Vos consignes:
a. Recopiez un passage de l'article sur Lula et l'Afrique, à partir des mots « Avec l’intense activité » et jusqu'aux mots « les entreprises brésiliennes. » inclus.
b. Veuillez indiquer si chacune des affirmations suivantes concorde avec l'article sur Lula et l'Afrique, en répondant par oui ou par non et en citant les mots décisifs de l'article : (i) la première tournée africaine de Lula, début novembre 2003, est passée par la Namibie ; (ii) le Ve Sommet de la CPLP s'est tenu au Gabon ; (iii) le G22 était emmené par le Brésil et le Mexique.

Le tropisme africain de Lula

Avec l’intense activité diplomatique et commerciale de Brasilia en direction du continent, une nouvelle convergence Sud-Sud prend forme.

Publié le 10 août 2004 Lecture : 7 minutes.

En moins de deux ans de présidence, Luiz Inácio « Lula » da Silva s’est déjà rendu trois fois sur le continent africain. Sa première tournée, début novembre 2003, l’avait conduit successivement à São Tomé e Príncipe, en Angola, au Mozambique, en Namibie et en Afrique du Sud. Un mois plus tard, il était en Libye et en Égypte. Tout dernièrement, après avoir présidé le Ve Sommet de la Communauté des pays de langue portugaise (CPLP), qui se tenait du 26 au 27 juillet à São Tomé, il ajoutait à sa liste le Gabon et le Cap-Vert. Bilan : neuf pays visités, des dizaines de projets de coopérations signés, des relations bilatérales en plein essor et de nouveaux contrats pour les entreprises brésiliennes.
En dix-neuf mois, Lula a donc plus fait pour les relations politiques et commerciales entre son pays et l’Afrique que tous les présidents qui l’ont précédé au palais du Planalto. Il est vrai qu’ils étaient tous issus de cette oligarchie latino-américaine qui n’a d’yeux, depuis toujours, que pour l’Europe et les États-Unis. Lula estime, lui, que la place du Brésil n’est pas à l’ombre des riches, mais en plein soleil, à la tête d’un front des pays pauvres pour un monde plus équitable.
C’est dans cet esprit qu’il a réactivé le marché commun de l’Amérique du Sud, le Mercosur, qui sommeillait depuis quelques années, et qu’il a immédiatement annoncé son grand projet de convergence des pays en développement pour peser plus lourd dans les négociations multilatérales. Une stratégie qui s’est manifestée avec éclat lors de la Ve Conférence ministérielle de l’Organisation mondiale du commerce (OMC), qui s’est tenue à Cancún (Mexique), en septembre dernier. Faute d’avoir obtenu des pays industrialisés qu’ils cessent de subventionner leur agriculture, un groupe de vingt-deux pays (le G22) emmenés par le Brésil et l’Inde a fait échouer la Conférence et empêché la signature d’un accord sur la circulation des produits industriels. Même si cette bataille est encore loin d’être gagnée (début août 2004, à Genève, les pays africains producteurs de coton n’ont pas vraiment obtenu satisfaction à l’OMC), il ne fait guère de doute que la politique d’alliance voulue par Lula finira par porter ses fruits. Car c’est la seule qui permet aux pays en développement de « défendre leurs intérêts, dans un monde où les pays développés ont leurs propres règles du jeu et le contrôle de leurs marchés », ne cesse-t-il de répéter.

Données enregistrées:

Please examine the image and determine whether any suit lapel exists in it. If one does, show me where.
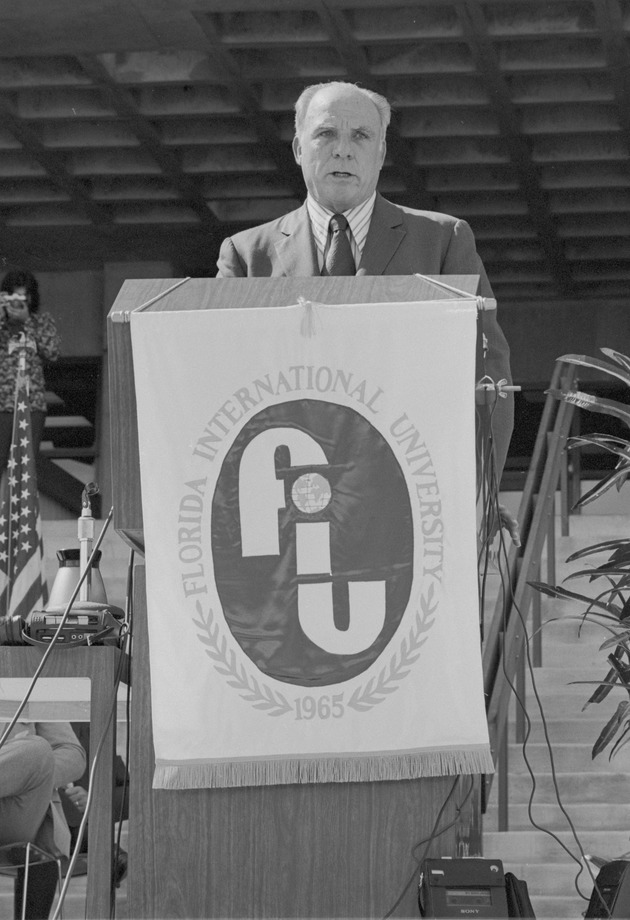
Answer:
[359,195,407,275]
[275,203,319,278]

Réponses aux consignes:
a.
Avec l’intense activité diplomatique et commerciale de Brasilia en direction du continent, une nouvelle convergence Sud-Sud prend forme.

Publié le 10 août 2004 Lecture : 7 minutes.

En moins de deux ans de présidence, Luiz Inácio « Lula » da Silva s’est déjà rendu trois fois sur le continent africain. Sa première tournée, début novembre 2003, l’avait conduit successivement à São Tomé e Príncipe, en Angola, au Mozambique, en Namibie et en Afrique du Sud. Un mois plus tard, il était en Libye et en Égypte. Tout dernièrement, après avoir présidé le Ve Sommet de la Communauté des pays de langue portugaise (CPLP), qui se tenait du 26 au 27 juillet à São Tomé, il ajoutait à sa liste le Gabon et le Cap-Vert. Bilan : neuf pays visités, des dizaines de projets de coopérations signés, des relations bilatérales en plein essor et de nouveaux contrats pour les entreprises brésiliennes.

b.
(i) Oui : « Sa première tournée, début novembre 2003, l’avait conduit successivement à São Tomé e Príncipe, en Angola, au Mozambique, en Namibie et en Afrique du Sud. »
(ii) Non : « qui se tenait du 26 au 27 juillet à São Tomé »
(iii) Non : « emmenés par le Brésil et l’Inde »